Task: Copy out the material below word for word, leaving out the pictures.

--- Start ---

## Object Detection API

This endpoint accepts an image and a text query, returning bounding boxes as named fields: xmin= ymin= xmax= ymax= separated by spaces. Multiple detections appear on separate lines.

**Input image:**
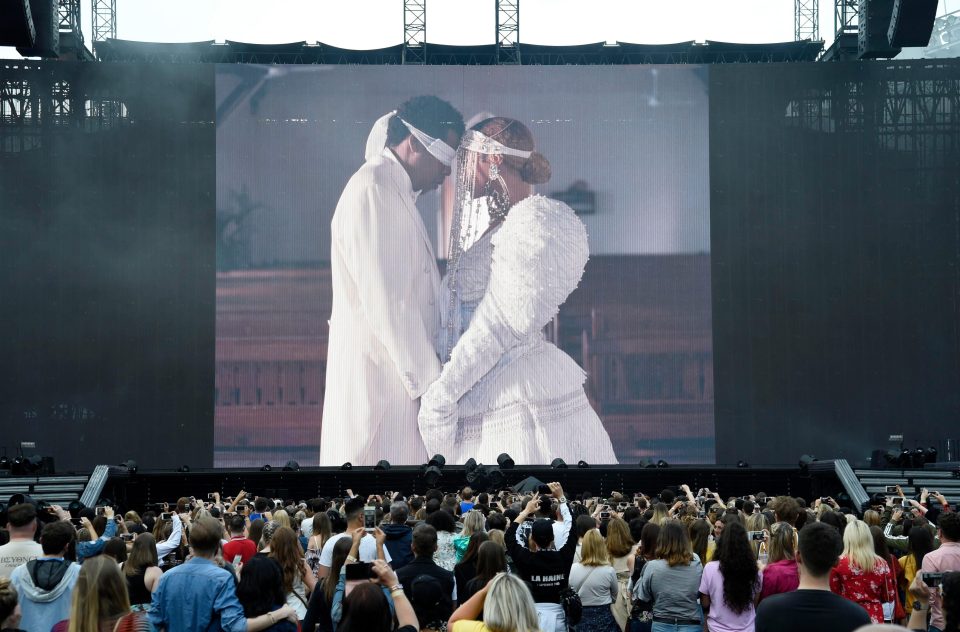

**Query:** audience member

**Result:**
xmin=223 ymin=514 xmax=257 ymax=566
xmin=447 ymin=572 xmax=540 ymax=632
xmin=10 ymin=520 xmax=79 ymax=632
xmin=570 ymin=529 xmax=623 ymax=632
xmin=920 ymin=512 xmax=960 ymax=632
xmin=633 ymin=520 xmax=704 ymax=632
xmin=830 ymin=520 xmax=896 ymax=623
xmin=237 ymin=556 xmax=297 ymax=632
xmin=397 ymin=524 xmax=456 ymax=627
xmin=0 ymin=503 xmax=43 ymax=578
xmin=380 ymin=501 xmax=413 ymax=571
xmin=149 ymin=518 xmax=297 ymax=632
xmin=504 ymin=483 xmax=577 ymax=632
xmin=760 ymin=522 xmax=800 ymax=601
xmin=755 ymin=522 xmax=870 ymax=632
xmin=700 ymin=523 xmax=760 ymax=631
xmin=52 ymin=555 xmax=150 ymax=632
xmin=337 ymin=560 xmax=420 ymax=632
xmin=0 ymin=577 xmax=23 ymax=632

--- End ---

Result:
## Object Detection API

This endpoint accepts an image and a text query, returning bounding boxes as named fields: xmin= ymin= xmax= ymax= separated by spaces. Multiple detections appear on separate lines.

**Input image:**

**Query:** audience member

**Result:**
xmin=223 ymin=514 xmax=257 ymax=566
xmin=447 ymin=572 xmax=540 ymax=632
xmin=10 ymin=520 xmax=79 ymax=632
xmin=570 ymin=529 xmax=623 ymax=632
xmin=920 ymin=512 xmax=960 ymax=632
xmin=633 ymin=520 xmax=704 ymax=632
xmin=830 ymin=520 xmax=896 ymax=623
xmin=237 ymin=556 xmax=297 ymax=632
xmin=397 ymin=524 xmax=456 ymax=627
xmin=0 ymin=503 xmax=43 ymax=578
xmin=380 ymin=501 xmax=413 ymax=571
xmin=149 ymin=518 xmax=297 ymax=632
xmin=504 ymin=483 xmax=577 ymax=632
xmin=760 ymin=522 xmax=800 ymax=601
xmin=755 ymin=522 xmax=870 ymax=632
xmin=700 ymin=523 xmax=760 ymax=631
xmin=52 ymin=555 xmax=150 ymax=632
xmin=337 ymin=560 xmax=420 ymax=632
xmin=0 ymin=577 xmax=23 ymax=632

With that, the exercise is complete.